A DIY School of Physics Linux cluster

Note: The instructions on this page may be out of date. I haven't used MPI on these machines in some time. [MSW 2/7/07]

The networked Linux workstations in the School of Physics (this link is accessible only within the SoP) can be used by members of the School as a distributed memory parallel computer (a cluster) by following the steps below.

Please note that you should be mindful of the needs of others when you use computers in this way. You should only use CPUs or computers which are not being used already, you should consider your memory and network requirements, and you should "nice" your processes (as explained in Step 8). If you have a large scale job, use Myrmidon.

  1. An implementation of the Message Parsing Interface (MPI), namely LAM/MPI, is available on all networked Linux workstations. First put the MPI binaries in your path, and set the "LAMHOME" environment variable, e.g. by putting the lines

    set path=(/usr/physics/mpi/bin $path)
    setenv LAMHOME /usr/physics/mpi/

    in your "~/.cshrc" file (assuming a C shell). You also need to make accessible in your path the Intel Fortran 90/95 compiler ifc - see /usr/physics/intel/readme. Basically you need to do the following.

    source /usr/physics/intel/intel.csh

  2. Write a Fortran MPI code and compile it using the compiler "hf77", which is a wrapper to the Intel Fortran compiler (ifc). The advantage of using the wrapper is that it specifies the locations of the MPI library and include files, so that you can compile in a simple way, e.g. using

    % hf77 -O3 -o code code.f

    where "code.f" is your Fortran 90 MPI code. Note that despite the name of the wrapper, the underlying compiler ifc is a Fortran 90/95 compiler. If your code is in F90 free source form you should e.g. use

    % hf77 -FR -O3 -o code code.f

    and you can pass any of the other ifc compiler flags.

» **SUPPLIED ENTRIES**
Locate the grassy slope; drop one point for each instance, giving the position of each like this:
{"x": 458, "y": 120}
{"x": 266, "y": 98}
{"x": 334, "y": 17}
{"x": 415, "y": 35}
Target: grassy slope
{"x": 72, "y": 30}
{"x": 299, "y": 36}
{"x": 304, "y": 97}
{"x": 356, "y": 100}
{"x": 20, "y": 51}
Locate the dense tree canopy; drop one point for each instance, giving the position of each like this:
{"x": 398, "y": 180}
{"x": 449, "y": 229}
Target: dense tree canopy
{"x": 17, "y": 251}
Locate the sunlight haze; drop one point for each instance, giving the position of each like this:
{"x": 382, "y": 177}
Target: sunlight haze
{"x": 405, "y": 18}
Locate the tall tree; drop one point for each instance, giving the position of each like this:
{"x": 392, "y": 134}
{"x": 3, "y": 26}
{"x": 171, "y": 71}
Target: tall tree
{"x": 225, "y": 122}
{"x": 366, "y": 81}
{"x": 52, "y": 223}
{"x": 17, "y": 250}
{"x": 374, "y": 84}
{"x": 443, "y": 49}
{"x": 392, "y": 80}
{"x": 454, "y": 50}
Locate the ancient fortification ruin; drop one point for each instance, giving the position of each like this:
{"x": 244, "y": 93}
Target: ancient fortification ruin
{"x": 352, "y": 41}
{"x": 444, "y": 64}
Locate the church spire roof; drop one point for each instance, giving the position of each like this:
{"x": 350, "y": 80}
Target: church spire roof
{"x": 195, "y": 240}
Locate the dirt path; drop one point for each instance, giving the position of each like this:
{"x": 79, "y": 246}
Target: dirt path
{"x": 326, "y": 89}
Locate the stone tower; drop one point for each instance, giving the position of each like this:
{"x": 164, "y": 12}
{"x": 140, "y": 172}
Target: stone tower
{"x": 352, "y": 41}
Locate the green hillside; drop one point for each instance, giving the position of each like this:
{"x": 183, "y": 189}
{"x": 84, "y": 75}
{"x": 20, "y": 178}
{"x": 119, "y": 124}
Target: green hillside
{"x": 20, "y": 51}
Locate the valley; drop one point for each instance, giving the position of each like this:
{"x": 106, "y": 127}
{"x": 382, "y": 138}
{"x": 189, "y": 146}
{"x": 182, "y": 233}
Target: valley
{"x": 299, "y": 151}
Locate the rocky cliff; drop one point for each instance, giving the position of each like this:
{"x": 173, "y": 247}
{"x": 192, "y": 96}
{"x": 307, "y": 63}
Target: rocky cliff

» **REQUIRED TASK**
Update the page on the physics Linux cluster, starting with "A DIY School" and going on through "job, use Myrmidon.", so that "the main cluster" stands in place of "Myrmidon". The entries have no connection to the page on the physics Linux cluster.

» **TASK SOLUTION**
A DIY School of Physics Linux cluster

Note: The instructions on this page may be out of date. I haven't used MPI on these machines in some time. [MSW 2/7/07]

The networked Linux workstations in the School of Physics (this link is accessible only within the SoP) can be used by members of the School as a distributed memory parallel computer (a cluster) by following the steps below.

Please note that you should be mindful of the needs of others when you use computers in this way. You should only use CPUs or computers which are not being used already, you should consider your memory and network requirements, and you should "nice" your processes (as explained in Step 8). If you have a large scale job, use the main cluster.